Même si ces deux partis s’opposent, il demeure que ces hypothèses vont de pair avec la théorie du préformationnisme. Celle-ci veut que les organismes se développent « à partir de versions miniatures d’eux-mêmes ». À l’inverse, l’épigenèse suggère plutôt que les organismes vivants sont issus d’une forme simple (graine, œuf). Ensuite, leur développement se fait par étapes pour se complexifier. Les partisan.nes de cette théorie estiment que les deux sexes contribuent à la création d’un organisme vivant, mais sans savoir exactement comment. Mais l’apport de la femelle demeure généralement passif: soit le sperme est l’activateur, soit l’ovocyte n’est que temporairement nourricier.  

Des avancées notoires 

Les explorations se poursuivront, amenant des expérimentations plutôt originales, comme celle du biologiste Lazzaro Spallanzani. Vers 1780, il fait copuler des grenouilles et des crapauds, mais en installant préalablement des « petits pantalons de taffetas » sur ces derniers afin qu’il n’y ait pas d’échange de sperme. Résultat: aucune procréation. Par contre, il sera le premier à réaliser une fécondation in vitro en appliquant lui-même le sperme sur les œufs de grenouille. Cela semble loufoque, mais c’est une avancée scientifique importante. Elle permet de comprendre le fonctionnement du processus de fertilité et l’interaction entre le sperme et les ovocytes.

────

> EXERCICE
Répondez à ces questions sur le texte consacré aux théories de la fécondation :
1. D'après la théorie du préformationnisme, à partir de quoi les organismes se développent-ils ?
2. Vers quelle année Lazzaro Spallanzani fait-il copuler des grenouilles et des crapauds ?
3. Quel résultat obtient-il lorsque les crapauds portent des « petits pantalons de taffetas » ?

────

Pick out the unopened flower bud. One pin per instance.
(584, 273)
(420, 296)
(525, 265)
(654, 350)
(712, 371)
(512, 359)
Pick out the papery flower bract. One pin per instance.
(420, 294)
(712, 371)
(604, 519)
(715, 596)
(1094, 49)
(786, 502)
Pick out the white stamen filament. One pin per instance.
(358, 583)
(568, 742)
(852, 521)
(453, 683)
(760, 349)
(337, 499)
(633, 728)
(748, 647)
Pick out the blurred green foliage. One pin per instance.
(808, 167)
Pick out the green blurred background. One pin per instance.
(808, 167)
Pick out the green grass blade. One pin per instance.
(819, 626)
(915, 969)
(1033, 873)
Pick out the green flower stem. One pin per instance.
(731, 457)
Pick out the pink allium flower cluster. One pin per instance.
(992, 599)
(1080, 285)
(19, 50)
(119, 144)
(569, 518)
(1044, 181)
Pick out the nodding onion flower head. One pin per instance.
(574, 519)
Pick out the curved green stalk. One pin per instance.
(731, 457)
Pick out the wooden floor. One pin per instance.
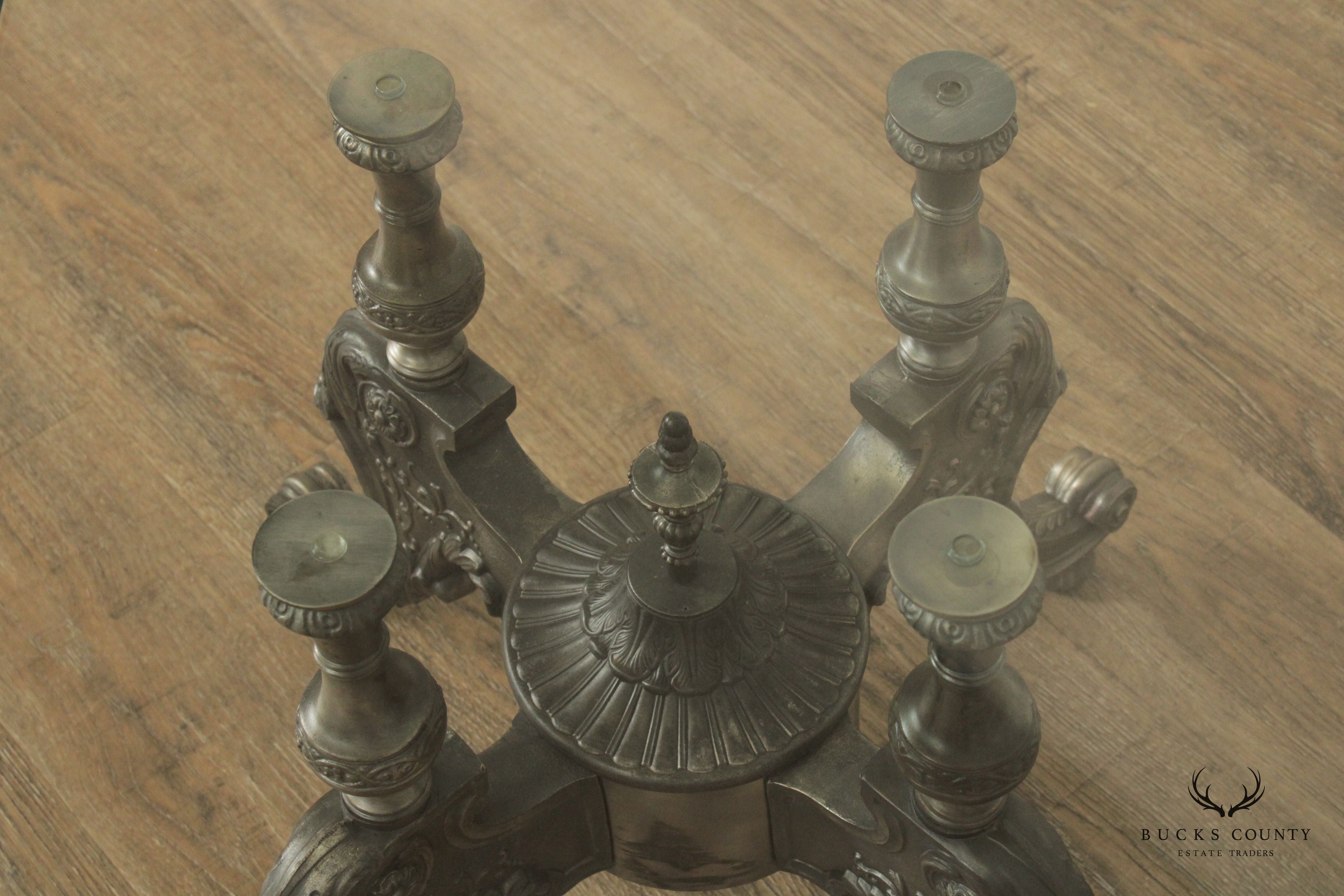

────

> RÉPONSE
1. Ils se développent à partir de versions miniatures d'eux-mêmes.
2. Vers 1780.
3. Aucune procréation.